One of the significant reasons for a rise in infertility over the years, according to Tazuke, are social and behavioral changes. The average couple looking to start a family is in their mid-thirties these days, she remarked. “When people start late, ovaries start aging,” and other health conditions, like endometriosis and fibroids, start rearing their heads. “We cannot fight aging,” Tazuke said, emphasizing that the amount and quality of eggs and sperm decline as the human body ages.

The CDC has labeled infertility a health concern, though many might argue that infertility is not a disease. However, since data and science have confirmed that health conditions cause infertility, and infertility causes significant emotional challenges, there is no doubt that it is a health concern.

“The effects of infertility and its treatment can be devastating and include psychological stress, anxiety and depression,” said Admiral Robin M. Ikeda, deputy director of non-communicable diseases, injury and environment health at the CDC, speaking at a conference in 2014.

Besides increased anxiety and depression, one of the health risks is multiple births. The use of infertility treatments has resulted in twins, triplets and even more (remember Octomom?) simultaneous births, which has “adverse maternal and infant outcomes such as pre-term births,” according to Ikeda.

Moreover, many of the causes of infertility derive from other health conditions, including obesity, diabetes, polycystic ovary syndrome (PCOS) and development of fibroids or non-cancerous tumors that grow in the uterus.

= Exercise directions =
Write the next part of the text on infertility, starting after its final sentence. The entries are not needed for this.

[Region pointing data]
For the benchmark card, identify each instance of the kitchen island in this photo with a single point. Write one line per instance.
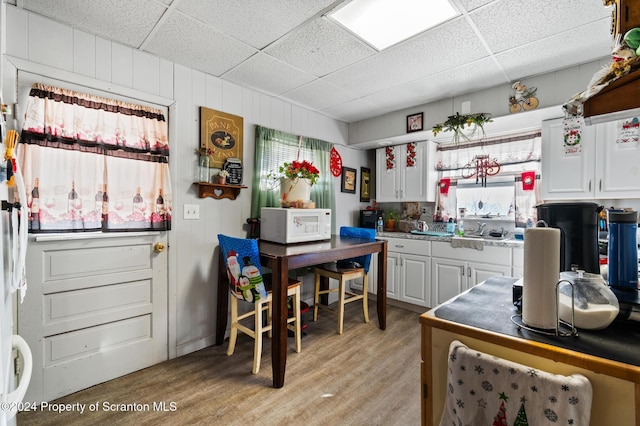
(481, 319)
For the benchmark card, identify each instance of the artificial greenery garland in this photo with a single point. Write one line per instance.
(456, 124)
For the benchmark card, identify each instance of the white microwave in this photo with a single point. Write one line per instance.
(287, 226)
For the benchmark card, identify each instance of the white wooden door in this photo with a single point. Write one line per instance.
(96, 309)
(415, 280)
(448, 279)
(567, 175)
(618, 163)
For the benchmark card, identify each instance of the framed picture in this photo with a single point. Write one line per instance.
(414, 122)
(221, 134)
(348, 180)
(365, 188)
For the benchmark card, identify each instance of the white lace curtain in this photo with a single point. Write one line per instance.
(92, 163)
(519, 156)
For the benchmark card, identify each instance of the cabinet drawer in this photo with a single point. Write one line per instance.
(518, 257)
(404, 245)
(489, 254)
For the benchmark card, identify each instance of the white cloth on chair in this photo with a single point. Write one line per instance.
(483, 389)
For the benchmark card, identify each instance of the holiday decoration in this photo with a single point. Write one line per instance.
(481, 166)
(528, 180)
(335, 162)
(411, 154)
(391, 164)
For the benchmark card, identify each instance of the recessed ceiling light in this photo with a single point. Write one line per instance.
(383, 23)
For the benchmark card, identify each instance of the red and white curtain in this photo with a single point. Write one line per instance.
(92, 163)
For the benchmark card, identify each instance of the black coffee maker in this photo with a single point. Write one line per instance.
(578, 224)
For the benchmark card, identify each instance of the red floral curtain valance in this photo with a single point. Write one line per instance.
(93, 163)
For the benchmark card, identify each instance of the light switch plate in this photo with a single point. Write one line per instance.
(191, 212)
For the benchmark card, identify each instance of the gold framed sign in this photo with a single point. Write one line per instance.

= Response box =
One of the reasons why it’s important to think about infertility as a medical diagnosis is so that there are equitable treatment options available for all. Unfortunately, in many states, many health insurances do not cover, or only partially cover, the cost of infertility treatment.

This can result in high out-of-pocket expenses, which inevitably leads to disparities in treatment access.

Infertility impacts BIPOC women at higher rates. According to one study, Black women are at three times the risk for and likely to have fibroids than white women. Black women are also less likely to access care and treatment for infertility as compared to white women.

Tazuke said that she sees fewer patients from communities of color and that’s largely because of the expense of infertility treatments. Infertility treatment is not mandated to be covered in California. On average, the cost of treatment can range between $15,000 and $20,000, without medications. With medications, an additional $3,000 to $6,000 is the norm. Needless to say, that’s a steep price to pay without a guaranteed outcome.

According to Barbara Collura, president and CEO of RESOLVE, the national infertility association, insurers have often balked at the cost of treatments that result in multiple births, but she adds, “but there’s a baffling, illogical reasoning when you look at that because they’re going to cover the pregnancy, and they’re going to cover those births and so in essence they’re going to cover the consequences of that lack of insurance.”

Experts agree that the goal is a healthy, single birth. Modern science has come a long way and the increased use of single embryo transfer is really showing insurers that a smart use of IVF can be very effective and lower or eliminate those downstream costs for multiple birth outcomes, argued Collura.

The one way to avoid the high costs of infertility treatment is to empower oneself with information. “Access to information on infertility is still behind,” acknowledged Tazuke. But it’s important to be aware of possibilities like medications to enhance ovaries, egg freezing, sperm banking, intrauterine insemination and IVF.

If you’re thinking of having a baby down the road, it’s perhaps wise to consider behaviors that maintain fertility, reduce exposures to environmental hazards — pollutants in air, water, food and health-and-beauty-aids — and perform regular checkups for reproductive health.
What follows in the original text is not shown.